| Work to complete |
Make an exact copy of the lines from the one containing "Lightning round! Study the photo above and box every car wheel" to the end of the records below, and leave out everything else.

___ Exercise inputs

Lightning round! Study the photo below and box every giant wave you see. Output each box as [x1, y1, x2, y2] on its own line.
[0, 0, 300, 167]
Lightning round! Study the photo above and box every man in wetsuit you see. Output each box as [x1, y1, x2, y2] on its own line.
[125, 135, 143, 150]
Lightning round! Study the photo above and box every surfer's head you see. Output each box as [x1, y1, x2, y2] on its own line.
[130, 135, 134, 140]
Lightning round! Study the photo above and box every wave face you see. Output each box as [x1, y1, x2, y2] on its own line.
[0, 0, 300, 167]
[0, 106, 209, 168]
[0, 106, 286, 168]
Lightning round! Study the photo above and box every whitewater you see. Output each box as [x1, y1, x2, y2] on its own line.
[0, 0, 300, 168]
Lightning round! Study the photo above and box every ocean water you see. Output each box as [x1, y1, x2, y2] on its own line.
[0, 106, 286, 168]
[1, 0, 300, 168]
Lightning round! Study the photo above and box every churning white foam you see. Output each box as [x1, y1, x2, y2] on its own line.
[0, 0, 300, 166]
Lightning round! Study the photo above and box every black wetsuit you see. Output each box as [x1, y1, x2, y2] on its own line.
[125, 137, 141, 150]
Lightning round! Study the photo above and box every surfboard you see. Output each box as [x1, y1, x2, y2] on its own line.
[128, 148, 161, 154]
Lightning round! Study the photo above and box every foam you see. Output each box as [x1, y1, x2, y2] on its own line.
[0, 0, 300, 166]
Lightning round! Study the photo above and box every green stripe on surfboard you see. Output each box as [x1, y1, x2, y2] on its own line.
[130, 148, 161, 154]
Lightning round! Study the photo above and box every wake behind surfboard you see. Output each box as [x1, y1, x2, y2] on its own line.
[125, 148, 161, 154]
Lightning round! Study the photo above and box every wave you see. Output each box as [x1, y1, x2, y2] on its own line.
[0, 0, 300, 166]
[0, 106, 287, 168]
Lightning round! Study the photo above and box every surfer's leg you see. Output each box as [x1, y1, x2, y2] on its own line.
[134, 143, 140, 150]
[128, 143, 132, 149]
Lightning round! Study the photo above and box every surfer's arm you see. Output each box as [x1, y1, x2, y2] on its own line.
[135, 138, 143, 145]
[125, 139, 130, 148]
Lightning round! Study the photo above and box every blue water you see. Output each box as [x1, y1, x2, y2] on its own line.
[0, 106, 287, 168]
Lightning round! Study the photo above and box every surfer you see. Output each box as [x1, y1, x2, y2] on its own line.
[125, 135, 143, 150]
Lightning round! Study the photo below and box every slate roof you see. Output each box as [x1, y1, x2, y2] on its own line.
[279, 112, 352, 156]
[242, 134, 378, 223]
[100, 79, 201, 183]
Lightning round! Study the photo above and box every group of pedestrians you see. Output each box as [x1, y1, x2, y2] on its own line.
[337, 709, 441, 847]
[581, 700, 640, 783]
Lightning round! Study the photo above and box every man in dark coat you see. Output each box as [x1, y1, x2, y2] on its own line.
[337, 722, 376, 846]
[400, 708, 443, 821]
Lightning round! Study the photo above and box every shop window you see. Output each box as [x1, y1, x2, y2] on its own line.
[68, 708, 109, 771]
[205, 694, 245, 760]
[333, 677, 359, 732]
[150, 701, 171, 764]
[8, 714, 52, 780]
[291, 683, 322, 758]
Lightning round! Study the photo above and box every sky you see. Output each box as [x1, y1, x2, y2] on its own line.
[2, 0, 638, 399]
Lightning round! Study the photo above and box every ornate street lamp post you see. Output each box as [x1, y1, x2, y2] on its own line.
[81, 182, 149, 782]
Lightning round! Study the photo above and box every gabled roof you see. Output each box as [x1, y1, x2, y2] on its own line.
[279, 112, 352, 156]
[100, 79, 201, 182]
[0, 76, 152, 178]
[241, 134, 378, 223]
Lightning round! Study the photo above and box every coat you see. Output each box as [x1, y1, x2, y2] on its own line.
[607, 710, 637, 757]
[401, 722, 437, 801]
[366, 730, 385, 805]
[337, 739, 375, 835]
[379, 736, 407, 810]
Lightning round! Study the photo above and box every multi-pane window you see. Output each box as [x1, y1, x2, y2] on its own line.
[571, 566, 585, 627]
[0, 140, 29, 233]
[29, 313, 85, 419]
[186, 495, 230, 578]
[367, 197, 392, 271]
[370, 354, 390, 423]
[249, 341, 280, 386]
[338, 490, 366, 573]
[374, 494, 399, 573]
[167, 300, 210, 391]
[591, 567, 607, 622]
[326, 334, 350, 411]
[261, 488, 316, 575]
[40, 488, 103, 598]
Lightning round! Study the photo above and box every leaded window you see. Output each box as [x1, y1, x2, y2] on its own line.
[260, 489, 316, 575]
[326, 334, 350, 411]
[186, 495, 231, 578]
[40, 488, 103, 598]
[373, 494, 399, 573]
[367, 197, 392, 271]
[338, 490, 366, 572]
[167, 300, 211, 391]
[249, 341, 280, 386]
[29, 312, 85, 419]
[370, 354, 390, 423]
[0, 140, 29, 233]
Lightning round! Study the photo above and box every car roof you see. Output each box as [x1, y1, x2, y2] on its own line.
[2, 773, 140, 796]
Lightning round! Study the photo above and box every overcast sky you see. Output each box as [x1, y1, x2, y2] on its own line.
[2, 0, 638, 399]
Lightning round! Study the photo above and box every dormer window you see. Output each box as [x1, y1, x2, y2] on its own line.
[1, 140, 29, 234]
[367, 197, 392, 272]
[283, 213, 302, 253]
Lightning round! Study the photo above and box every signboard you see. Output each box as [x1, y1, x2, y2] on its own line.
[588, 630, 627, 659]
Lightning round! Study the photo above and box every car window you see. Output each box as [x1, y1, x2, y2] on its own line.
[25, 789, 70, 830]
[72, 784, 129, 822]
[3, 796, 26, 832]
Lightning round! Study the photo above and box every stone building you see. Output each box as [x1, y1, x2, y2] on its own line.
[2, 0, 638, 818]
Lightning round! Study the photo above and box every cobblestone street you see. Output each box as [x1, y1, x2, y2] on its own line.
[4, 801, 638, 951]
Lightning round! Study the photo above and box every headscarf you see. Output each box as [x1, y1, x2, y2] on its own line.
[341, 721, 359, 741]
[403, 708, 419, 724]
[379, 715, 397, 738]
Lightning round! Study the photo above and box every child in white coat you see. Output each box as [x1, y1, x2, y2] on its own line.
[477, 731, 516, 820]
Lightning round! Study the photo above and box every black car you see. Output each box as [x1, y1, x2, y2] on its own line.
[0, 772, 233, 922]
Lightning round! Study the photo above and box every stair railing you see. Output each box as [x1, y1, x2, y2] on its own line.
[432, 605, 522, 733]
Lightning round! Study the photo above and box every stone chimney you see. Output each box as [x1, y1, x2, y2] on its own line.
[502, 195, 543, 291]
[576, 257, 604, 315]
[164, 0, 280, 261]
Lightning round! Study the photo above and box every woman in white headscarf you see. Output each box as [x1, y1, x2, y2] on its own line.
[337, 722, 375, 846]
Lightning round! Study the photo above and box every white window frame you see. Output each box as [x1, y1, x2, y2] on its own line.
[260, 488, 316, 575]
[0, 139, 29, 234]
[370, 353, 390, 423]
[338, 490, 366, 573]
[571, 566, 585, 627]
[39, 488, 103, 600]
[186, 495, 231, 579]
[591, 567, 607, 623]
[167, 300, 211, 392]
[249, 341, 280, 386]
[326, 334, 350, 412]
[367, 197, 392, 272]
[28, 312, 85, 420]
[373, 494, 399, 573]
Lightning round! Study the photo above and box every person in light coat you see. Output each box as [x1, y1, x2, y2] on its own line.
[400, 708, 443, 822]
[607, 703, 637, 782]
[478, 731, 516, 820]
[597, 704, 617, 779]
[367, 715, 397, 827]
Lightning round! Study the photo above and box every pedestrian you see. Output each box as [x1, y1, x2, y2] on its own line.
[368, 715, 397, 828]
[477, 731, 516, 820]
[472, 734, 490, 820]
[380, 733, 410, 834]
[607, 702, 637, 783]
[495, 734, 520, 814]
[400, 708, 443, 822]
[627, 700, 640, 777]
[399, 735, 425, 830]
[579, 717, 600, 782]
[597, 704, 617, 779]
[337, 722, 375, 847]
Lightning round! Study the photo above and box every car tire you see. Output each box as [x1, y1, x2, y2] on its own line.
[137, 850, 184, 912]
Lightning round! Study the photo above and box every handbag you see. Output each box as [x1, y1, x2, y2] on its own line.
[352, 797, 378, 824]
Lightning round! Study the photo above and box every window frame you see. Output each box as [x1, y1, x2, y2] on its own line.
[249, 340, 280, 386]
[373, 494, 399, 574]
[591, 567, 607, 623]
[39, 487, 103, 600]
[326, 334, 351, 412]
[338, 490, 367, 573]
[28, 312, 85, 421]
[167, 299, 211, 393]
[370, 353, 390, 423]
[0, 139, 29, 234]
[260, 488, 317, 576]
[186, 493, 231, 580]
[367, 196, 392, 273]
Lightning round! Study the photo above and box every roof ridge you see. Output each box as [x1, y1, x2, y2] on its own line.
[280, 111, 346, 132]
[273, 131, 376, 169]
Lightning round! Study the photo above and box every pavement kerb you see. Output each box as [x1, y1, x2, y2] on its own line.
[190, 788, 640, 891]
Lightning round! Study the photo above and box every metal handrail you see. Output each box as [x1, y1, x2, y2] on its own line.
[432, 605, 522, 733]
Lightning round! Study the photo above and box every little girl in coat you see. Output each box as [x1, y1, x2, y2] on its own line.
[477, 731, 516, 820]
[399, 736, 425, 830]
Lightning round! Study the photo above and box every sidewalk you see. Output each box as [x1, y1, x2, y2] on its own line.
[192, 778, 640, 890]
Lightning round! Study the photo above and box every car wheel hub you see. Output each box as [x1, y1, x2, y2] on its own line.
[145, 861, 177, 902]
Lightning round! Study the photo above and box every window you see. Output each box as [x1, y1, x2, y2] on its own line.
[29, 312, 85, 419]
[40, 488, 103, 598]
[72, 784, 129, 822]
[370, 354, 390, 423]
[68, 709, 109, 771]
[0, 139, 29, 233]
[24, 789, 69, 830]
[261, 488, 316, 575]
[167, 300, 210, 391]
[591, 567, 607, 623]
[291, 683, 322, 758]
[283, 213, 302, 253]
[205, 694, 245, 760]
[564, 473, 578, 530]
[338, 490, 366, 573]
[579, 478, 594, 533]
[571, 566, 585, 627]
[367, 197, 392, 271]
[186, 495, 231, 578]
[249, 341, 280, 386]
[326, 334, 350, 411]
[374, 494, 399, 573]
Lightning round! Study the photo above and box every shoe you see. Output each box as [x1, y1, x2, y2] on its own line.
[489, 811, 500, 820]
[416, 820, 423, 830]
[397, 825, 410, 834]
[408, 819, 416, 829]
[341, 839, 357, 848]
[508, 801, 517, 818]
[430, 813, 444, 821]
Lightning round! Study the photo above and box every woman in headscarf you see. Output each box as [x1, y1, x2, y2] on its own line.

______

| Solution to the exercise |
Lightning round! Study the photo above and box every car wheel hub you see. Output each box as [x1, y1, x2, y2] on its own line.
[145, 861, 177, 902]
Lightning round! Study the photo above and box every window you see. Output each box as [x1, y1, x2, y2] on its own line.
[29, 312, 85, 419]
[40, 488, 103, 598]
[72, 784, 129, 822]
[370, 354, 390, 423]
[68, 709, 109, 771]
[0, 139, 29, 233]
[24, 789, 69, 830]
[261, 488, 316, 575]
[167, 300, 210, 391]
[591, 567, 607, 623]
[291, 683, 322, 758]
[283, 213, 302, 253]
[205, 694, 245, 760]
[564, 473, 578, 530]
[338, 490, 366, 573]
[579, 478, 594, 533]
[571, 566, 585, 627]
[367, 197, 392, 271]
[186, 495, 231, 578]
[249, 341, 280, 386]
[326, 334, 350, 411]
[374, 494, 399, 573]
Lightning round! Study the photo above and box every shoe you see. Output each box as [x1, y1, x2, y2] on its own line.
[489, 811, 500, 820]
[416, 820, 423, 830]
[397, 825, 410, 834]
[408, 819, 416, 829]
[341, 839, 357, 848]
[508, 801, 517, 818]
[430, 813, 444, 821]
Lightning round! Study the photo above and box every woman in headscarf you see. Output each box as [x1, y1, x2, y2] on its own line.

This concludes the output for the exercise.